══ SUPPLIED PASSAGE ══
MUSIC: Calling itself a "media library management system for obsessive-compulsive music geeks", Beets is a very useful tool for music archive organizing. OCD uses Beets with pre-defined configs that are set in accordance with OCD's accepted understanding of universal file storage rules. So for instance, OCD sets Beets to rename music files with all-lowercase filenames, rather than the default behavior where Title Case would be used where needed and so on. Due to the heavily changed configuration of Beets, this part of OCD is by far the least developed so far, so make sure you take some backups before and use this function with caution.


INSTALLATION & USE

OCD v1.0 has been tested on Ubuntu 18.04.

Assuming you're using an OS with the APT package manager, there's actually no need to install OCD. Just download the files, put the OCD folder under /opt/ (or, wherever you device to place it, change the path definition for the variable "launch_dir" to that path in line 440).

The accepted syntax is: ocd /path/to/directory/ OR | ocd

The target path specified can be relative or absolute.

You may need to install some dependencies that OCD needs to run - these are quite common programs for the most part. You can find all the dependencies listed in the first few commented lines of ocd.sh.
═══
══ SOURCE MATERIAL ══
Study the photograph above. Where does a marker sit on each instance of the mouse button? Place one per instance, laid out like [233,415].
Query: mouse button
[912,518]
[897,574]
═══
EXERCISE SET:
A. Summarize the OCD passage in exactly three sentences.
B. Swap "dependencies" for "required packages" and write out the OCD passage from "Assuming you're using" up to and including "lines of ocd.sh.".
Nothing in the listing is needed here.

EXPECTED OUTPUTS:
A. OCD runs Beets with preset configs that follow its own file storage rules, such as giving music files all-lowercase names instead of Title Case. Because Beets is so heavily reconfigured, this is the least developed part of OCD, so users should back up first and proceed with caution. OCD v1.0 was tested on Ubuntu 18.04 and needs no installation on APT systems beyond placing its folder under /opt/ or updating "launch_dir", and it runs as "ocd" with an optional relative or absolute path, with dependencies listed in the first commented lines of ocd.sh.

B.
Assuming you're using an OS with the APT package manager, there's actually no need to install OCD. Just download the files, put the OCD folder under /opt/ (or, wherever you device to place it, change the path definition for the variable "launch_dir" to that path in line 440).

The accepted syntax is: ocd /path/to/directory/ OR | ocd

The target path specified can be relative or absolute.

You may need to install some required packages that OCD needs to run - these are quite common programs for the most part. You can find all the required packages listed in the first few commented lines of ocd.sh.